• [GIVEN INSTRUCTION A]: In the networking notes, which organization defines protocols?

• [DOCUMENT]:
===============

- The internet consists of the edge and the core. The edge consisting of end systems (mobile phones, PCs, etc.) and core being the infrastructure that interconnects it all
- Internet is delivered to homes through several physical mediums, like DSL (copper phone wire), Coaxial (TV cable) and optical (glass fibre).
- Protocols are defined by the IETF through RFC (request for comments)
- Homes are connected to access networks (low-tier ISPs) through modems and intermediary splitters
- Packet switching and circuit switching are methods of digital communication. Packet switching hardware is able to receive data through packets from different senders. Packets are processed from multiple links, allowing simultaneous communication over the link. Circuit switching reserves a circuit, i.e. physical connection from one party to another. E.g. traditional phone networks worked this way. This ensures bandwidth but is inefficient with lots of idle time. Circuit switching may use time division multiplexing (allocating time slots) or frequency division multiplexing (allocating frequencies).
- The internet consists of a structure of ISPs. Tier-1 ISPs are connected through internet exchange points. Lower level ISPs may peer and and interconnect or connect to tier-1 ISP.
- Content networks such as Google may have large private networks and connect directly through IXPs or to lower level ISPs (settlement free)
- Packet switching hardware works often through store-and-forward. It receives packets and forwards it. This results in delays. Nodal delay (total delay) consists of processing delay (inspecting packets), queuing delay (packets waiting in the packet queue), transmission delay (max throughput of the device) and propagation delay (time to travel of the sending medium)
- Packet loss occurs when the queue is full and packets are dropped because of it
- The internet protocol stack consists of five layers: physical layer (wire), link layer (ethernet, wifi), network layer (IP), transport layer (TCP/UDP) and application layer (SMTP, HTTP)

===============

• [DATA TO PROCESS]:
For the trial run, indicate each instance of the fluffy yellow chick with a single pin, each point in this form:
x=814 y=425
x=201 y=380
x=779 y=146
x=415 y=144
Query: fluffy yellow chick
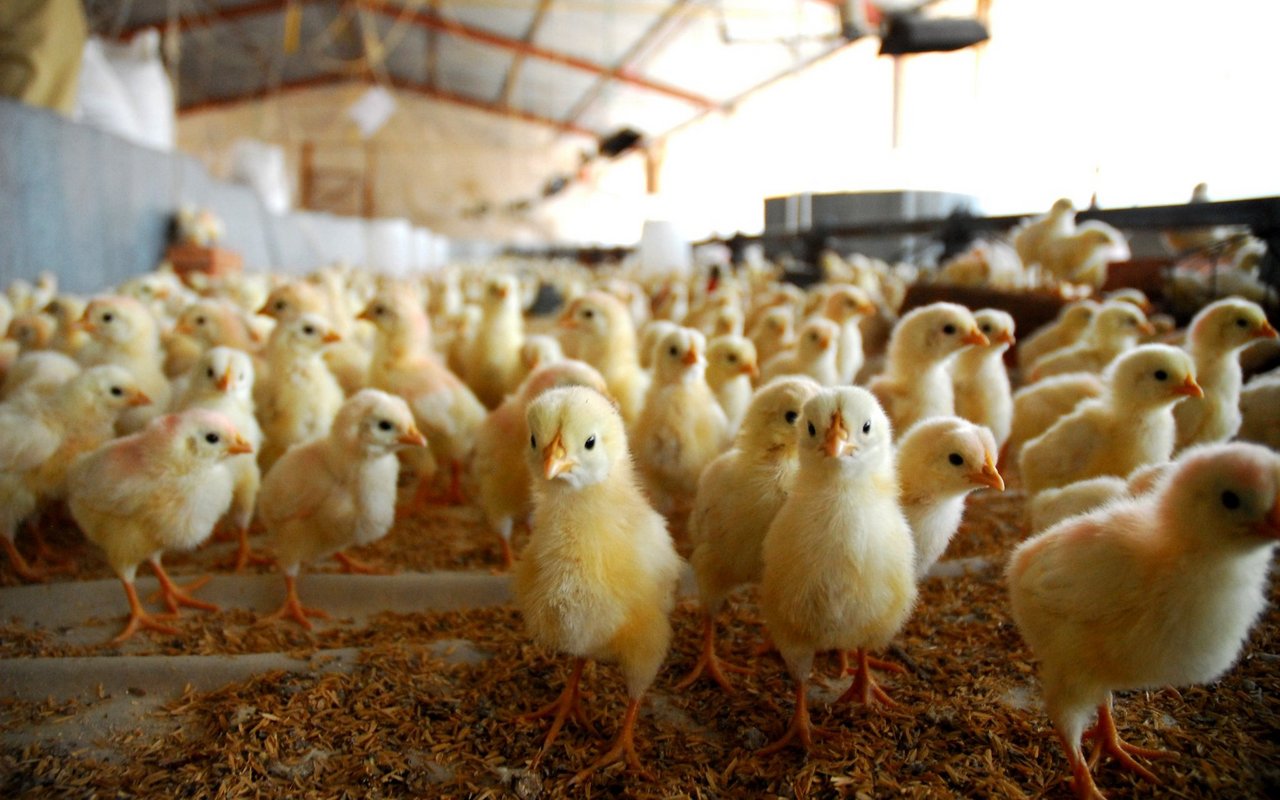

===============

• [GIVEN INSTRUCTION B]: Convert every line of the records above, which come after the networking notes, into a Markdown table with the columns "Row" and "Line". Omit the blank lines and the pictures.

• [FULL OUTPUT A]: The IETF defines protocols through RFCs (requests for comments).

• [FULL OUTPUT B]:
| Row | Line |
|---|---|
| 1 | For the trial run, indicate each instance of the fluffy yellow chick with a single pin, each point in this form: |
| 2 | x=814 y=425 |
| 3 | x=201 y=380 |
| 4 | x=779 y=146 |
| 5 | x=415 y=144 |
| 6 | Query: fluffy yellow chick |